▶ TO DO
Turn the rows below, starting with the line containing "Aerial survey: pinpoint the chrome faucet" and going on through the line containing "xmin=62 ymin=0 xmax=260 ymax=48", into a two-column CSV with the headers input and output. Give each row one line: its text in one quoted field and its answer, all parts together, in the other, with line breaks replaced by spaces.

== INPUT RECORDS ==

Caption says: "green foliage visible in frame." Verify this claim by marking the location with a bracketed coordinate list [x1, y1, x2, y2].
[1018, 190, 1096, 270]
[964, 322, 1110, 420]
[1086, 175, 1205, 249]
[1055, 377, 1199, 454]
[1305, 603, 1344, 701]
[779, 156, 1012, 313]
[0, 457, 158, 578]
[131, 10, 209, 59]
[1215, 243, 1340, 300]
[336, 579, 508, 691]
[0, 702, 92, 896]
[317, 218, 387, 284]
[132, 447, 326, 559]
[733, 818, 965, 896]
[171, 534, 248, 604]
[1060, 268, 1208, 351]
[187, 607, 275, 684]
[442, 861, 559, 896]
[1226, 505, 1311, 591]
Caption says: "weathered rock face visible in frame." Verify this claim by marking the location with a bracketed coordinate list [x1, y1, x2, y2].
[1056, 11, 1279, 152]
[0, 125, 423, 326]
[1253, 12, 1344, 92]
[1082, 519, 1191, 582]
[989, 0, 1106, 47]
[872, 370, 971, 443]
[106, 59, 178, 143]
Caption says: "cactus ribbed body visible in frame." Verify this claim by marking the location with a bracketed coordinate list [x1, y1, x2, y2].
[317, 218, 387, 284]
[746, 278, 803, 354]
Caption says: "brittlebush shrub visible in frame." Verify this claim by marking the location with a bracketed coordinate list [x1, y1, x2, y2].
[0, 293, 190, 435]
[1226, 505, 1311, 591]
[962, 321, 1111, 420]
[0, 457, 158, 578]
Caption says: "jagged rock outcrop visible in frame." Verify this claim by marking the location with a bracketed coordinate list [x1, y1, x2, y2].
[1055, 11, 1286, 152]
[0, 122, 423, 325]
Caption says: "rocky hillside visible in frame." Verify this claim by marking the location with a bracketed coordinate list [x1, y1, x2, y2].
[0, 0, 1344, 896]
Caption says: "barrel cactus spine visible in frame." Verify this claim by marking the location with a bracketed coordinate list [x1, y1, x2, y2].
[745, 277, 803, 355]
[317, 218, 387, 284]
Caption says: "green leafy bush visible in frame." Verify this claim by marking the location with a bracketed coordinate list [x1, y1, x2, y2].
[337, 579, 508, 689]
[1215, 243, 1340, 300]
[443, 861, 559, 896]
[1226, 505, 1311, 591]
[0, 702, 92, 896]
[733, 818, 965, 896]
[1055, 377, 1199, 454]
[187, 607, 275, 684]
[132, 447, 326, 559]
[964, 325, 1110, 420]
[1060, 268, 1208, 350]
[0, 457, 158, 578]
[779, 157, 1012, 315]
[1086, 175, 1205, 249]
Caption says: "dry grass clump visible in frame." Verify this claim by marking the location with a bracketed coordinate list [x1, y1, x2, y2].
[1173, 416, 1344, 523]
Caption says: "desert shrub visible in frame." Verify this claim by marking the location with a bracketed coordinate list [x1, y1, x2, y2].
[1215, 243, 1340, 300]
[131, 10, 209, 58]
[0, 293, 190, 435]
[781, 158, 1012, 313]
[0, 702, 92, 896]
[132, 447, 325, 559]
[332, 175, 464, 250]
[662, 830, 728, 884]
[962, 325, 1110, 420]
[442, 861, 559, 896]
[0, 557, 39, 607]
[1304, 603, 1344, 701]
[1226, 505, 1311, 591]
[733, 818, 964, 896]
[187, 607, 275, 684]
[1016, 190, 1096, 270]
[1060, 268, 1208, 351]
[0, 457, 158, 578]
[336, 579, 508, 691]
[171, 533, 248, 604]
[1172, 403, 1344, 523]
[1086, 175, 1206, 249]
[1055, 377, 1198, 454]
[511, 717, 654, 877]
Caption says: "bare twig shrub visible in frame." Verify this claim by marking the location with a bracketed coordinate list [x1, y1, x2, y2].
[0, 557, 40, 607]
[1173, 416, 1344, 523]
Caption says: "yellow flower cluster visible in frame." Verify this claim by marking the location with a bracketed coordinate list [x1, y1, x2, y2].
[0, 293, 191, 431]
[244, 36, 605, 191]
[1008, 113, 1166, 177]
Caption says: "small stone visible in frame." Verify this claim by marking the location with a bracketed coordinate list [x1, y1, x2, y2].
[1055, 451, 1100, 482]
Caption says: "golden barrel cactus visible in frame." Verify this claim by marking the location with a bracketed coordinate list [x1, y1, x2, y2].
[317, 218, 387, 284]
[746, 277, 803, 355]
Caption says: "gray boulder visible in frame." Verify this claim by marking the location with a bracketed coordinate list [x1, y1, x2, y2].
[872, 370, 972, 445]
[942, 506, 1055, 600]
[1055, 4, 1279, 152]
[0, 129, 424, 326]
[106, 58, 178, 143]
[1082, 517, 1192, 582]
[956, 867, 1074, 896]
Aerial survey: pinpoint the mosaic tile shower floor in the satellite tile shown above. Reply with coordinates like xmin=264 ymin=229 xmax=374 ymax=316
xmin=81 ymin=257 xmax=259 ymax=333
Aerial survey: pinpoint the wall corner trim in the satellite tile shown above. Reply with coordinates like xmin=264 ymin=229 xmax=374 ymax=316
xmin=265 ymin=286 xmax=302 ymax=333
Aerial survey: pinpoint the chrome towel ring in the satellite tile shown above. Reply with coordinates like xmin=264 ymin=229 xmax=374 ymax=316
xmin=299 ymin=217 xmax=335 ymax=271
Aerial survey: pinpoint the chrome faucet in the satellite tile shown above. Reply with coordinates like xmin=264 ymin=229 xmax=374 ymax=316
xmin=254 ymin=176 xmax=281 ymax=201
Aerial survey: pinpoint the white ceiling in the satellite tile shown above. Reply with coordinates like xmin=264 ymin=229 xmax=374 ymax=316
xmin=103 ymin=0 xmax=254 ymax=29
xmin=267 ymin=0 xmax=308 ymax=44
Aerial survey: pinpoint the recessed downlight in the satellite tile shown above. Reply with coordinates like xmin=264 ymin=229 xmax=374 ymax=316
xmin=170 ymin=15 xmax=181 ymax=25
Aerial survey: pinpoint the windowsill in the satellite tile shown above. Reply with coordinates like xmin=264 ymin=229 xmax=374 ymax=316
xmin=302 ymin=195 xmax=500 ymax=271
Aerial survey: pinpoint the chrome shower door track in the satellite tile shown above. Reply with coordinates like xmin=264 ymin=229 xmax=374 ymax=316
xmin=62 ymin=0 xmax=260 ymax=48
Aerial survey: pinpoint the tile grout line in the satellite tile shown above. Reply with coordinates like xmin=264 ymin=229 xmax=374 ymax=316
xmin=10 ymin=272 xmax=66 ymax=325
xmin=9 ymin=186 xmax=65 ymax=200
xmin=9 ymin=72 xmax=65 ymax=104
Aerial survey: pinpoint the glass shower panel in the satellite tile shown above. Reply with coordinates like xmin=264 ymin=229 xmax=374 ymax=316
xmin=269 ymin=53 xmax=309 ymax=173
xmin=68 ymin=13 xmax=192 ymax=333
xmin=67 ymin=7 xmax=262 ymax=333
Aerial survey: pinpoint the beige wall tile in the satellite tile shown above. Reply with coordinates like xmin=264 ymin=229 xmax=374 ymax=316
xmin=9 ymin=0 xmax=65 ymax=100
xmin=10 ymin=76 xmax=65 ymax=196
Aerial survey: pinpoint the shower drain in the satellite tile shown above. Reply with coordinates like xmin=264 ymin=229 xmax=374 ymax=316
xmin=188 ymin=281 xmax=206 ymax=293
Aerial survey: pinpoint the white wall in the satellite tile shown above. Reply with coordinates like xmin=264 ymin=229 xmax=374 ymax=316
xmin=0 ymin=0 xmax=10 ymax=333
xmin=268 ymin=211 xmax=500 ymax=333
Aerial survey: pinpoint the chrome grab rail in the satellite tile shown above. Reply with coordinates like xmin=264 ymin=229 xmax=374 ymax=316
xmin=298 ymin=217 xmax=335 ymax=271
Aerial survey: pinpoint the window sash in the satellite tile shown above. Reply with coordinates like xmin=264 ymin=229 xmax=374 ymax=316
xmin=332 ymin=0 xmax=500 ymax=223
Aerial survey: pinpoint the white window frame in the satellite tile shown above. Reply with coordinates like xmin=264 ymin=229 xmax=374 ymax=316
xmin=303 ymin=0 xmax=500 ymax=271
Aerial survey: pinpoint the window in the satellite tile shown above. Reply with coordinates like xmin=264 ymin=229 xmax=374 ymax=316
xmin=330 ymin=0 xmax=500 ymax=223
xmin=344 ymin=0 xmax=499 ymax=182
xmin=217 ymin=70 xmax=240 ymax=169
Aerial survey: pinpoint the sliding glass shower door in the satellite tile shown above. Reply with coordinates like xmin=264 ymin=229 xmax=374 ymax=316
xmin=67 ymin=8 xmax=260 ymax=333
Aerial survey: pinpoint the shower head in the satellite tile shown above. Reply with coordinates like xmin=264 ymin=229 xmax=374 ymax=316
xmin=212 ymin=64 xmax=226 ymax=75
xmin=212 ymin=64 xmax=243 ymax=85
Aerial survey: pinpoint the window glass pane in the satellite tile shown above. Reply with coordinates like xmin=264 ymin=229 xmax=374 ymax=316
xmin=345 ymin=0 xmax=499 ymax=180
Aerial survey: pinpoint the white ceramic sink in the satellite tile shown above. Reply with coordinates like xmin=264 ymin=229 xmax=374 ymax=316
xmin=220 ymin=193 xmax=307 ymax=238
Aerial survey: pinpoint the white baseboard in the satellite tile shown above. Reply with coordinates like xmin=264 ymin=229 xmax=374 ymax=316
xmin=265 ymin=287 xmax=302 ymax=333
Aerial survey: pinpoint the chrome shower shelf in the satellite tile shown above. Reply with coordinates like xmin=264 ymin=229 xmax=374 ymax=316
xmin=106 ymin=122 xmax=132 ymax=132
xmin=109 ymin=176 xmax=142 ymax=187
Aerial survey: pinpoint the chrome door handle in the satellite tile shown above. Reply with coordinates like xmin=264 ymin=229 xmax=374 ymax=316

===

▶ WRITTEN REPLY
input,output
"Aerial survey: pinpoint the chrome faucet in the satellite tile shown above. Reply with coordinates like xmin=264 ymin=229 xmax=374 ymax=316","xmin=254 ymin=176 xmax=281 ymax=201"
"Aerial survey: pinpoint the white ceiling in the satellite tile shown above. Reply with coordinates like xmin=264 ymin=229 xmax=374 ymax=316","xmin=103 ymin=0 xmax=254 ymax=29 xmin=267 ymin=0 xmax=308 ymax=44"
"Aerial survey: pinpoint the recessed downlight in the satellite tile shown above. Reply with coordinates like xmin=264 ymin=229 xmax=374 ymax=316","xmin=170 ymin=15 xmax=181 ymax=25"
"Aerial survey: pinpoint the windowsill in the satellite tile shown above. Reply with coordinates like xmin=264 ymin=229 xmax=374 ymax=316","xmin=302 ymin=195 xmax=500 ymax=271"
"Aerial survey: pinpoint the chrome shower door track in the satellite tile shown above. Reply with coordinates like xmin=264 ymin=229 xmax=374 ymax=316","xmin=62 ymin=0 xmax=260 ymax=48"